PROBLEM REQUIREMENTS ::
Return exactly the lines below, starting with the one that has "Could you please drop a point on the passenger" and going on through the one that has "Could you please drop a point on the building".

RECORD SET ::
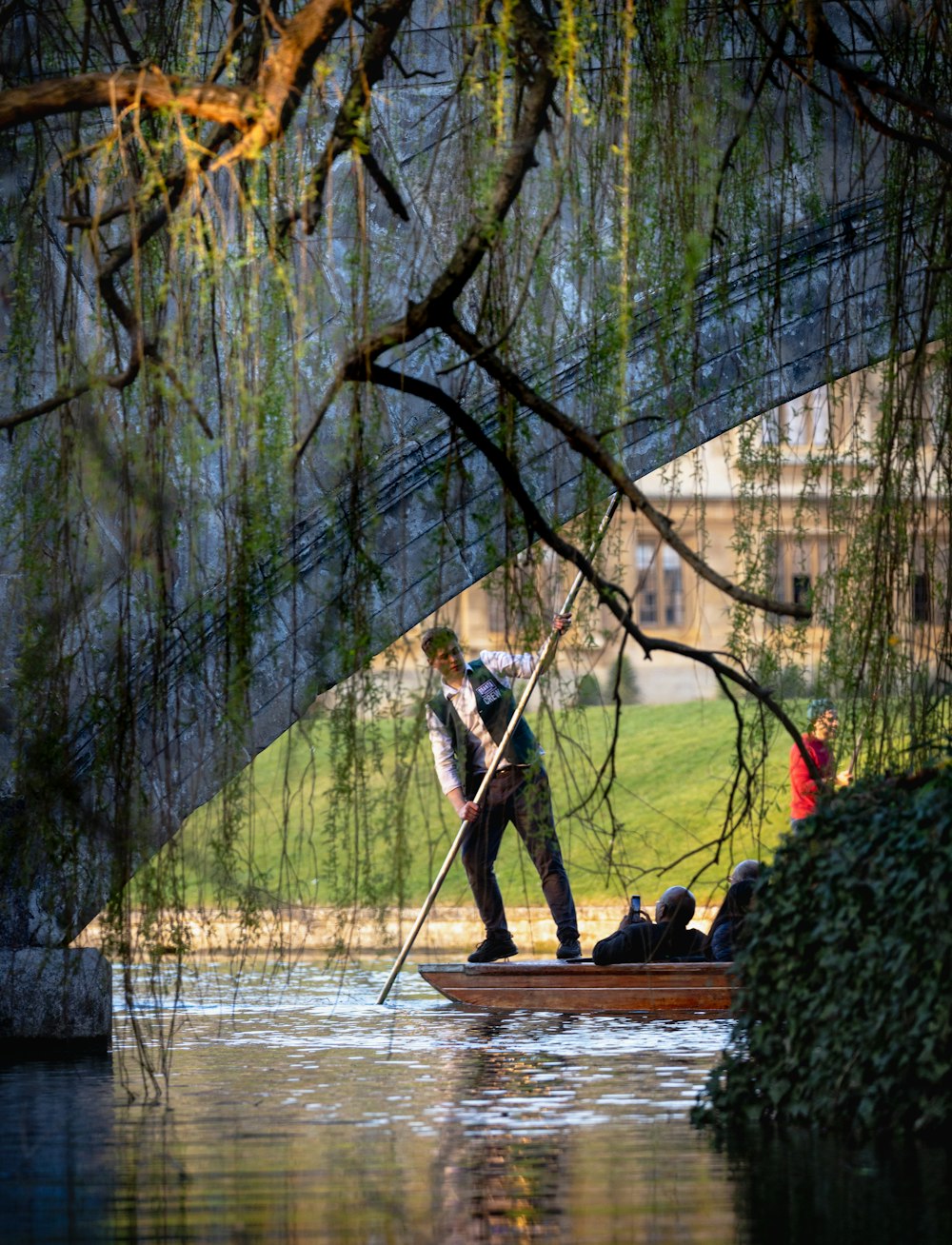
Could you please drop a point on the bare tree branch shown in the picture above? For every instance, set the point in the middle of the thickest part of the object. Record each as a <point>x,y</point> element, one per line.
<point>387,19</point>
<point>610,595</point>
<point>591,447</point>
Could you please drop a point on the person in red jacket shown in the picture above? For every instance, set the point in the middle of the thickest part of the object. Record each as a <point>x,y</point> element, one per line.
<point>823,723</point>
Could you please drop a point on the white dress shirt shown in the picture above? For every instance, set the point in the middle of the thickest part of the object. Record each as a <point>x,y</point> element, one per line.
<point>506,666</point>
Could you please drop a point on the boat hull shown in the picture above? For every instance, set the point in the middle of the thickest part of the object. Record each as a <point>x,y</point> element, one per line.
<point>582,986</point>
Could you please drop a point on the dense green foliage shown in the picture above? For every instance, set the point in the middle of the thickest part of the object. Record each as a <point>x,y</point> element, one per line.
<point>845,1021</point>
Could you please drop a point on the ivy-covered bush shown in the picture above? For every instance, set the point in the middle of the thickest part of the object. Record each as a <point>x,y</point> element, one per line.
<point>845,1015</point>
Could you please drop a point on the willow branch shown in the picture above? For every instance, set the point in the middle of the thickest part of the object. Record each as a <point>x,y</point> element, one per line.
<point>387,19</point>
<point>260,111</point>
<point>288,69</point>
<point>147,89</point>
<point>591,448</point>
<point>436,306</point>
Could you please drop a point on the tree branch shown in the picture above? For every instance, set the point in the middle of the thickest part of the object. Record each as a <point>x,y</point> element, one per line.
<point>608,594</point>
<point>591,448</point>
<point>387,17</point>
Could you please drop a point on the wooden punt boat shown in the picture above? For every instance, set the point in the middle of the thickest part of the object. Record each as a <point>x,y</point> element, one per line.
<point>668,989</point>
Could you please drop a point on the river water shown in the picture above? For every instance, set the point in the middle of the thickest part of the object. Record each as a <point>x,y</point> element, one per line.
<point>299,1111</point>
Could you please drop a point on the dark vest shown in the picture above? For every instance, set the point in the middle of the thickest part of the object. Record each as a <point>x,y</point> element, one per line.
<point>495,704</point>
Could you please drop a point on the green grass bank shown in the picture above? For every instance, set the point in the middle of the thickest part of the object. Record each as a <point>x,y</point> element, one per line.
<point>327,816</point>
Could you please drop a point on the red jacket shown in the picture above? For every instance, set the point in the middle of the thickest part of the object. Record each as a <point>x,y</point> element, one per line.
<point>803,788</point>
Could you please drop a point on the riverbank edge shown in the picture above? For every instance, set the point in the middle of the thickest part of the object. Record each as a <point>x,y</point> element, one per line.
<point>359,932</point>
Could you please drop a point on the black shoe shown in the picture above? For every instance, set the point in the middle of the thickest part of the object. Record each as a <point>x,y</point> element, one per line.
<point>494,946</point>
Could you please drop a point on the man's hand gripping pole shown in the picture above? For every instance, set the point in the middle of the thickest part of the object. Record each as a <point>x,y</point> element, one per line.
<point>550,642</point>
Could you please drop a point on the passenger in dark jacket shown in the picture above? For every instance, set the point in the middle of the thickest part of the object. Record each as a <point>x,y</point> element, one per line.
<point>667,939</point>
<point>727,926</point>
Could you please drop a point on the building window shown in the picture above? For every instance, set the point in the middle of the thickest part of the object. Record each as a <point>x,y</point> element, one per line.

---

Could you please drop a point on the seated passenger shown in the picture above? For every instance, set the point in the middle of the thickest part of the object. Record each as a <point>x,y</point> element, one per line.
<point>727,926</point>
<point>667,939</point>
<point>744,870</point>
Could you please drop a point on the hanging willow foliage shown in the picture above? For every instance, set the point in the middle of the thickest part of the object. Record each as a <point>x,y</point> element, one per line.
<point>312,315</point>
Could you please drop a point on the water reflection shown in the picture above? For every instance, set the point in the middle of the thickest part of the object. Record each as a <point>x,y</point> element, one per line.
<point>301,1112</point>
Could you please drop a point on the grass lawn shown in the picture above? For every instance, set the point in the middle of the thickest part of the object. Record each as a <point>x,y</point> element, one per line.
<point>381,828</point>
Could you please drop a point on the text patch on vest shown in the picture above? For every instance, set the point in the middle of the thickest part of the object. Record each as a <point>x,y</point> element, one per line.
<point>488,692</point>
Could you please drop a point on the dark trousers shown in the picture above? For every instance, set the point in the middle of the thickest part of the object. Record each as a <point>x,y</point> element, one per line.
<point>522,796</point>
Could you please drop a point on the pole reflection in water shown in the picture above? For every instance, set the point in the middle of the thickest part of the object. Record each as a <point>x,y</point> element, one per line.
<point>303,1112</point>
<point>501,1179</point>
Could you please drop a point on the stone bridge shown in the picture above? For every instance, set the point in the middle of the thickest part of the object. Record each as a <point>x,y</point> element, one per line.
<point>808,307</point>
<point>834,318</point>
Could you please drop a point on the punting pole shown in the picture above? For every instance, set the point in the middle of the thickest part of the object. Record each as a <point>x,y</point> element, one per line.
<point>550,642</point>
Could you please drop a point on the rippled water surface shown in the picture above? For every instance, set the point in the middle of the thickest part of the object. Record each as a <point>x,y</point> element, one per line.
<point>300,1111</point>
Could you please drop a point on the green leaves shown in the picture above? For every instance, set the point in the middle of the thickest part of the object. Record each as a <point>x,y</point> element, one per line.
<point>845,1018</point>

RESPONSE TO THIS TASK ::
Could you please drop a point on the passenger in dark jacket shown in the picture above? For every instance, set the point in the middle of the thickest part of the object. Record each as a <point>x,y</point> element, one per line.
<point>667,939</point>
<point>727,926</point>
Could you please drop a point on the building window shown in the picture above? For every instance, set the point in the middle of the thickest part of the object. Record each as a <point>x,y</point> element, one per line.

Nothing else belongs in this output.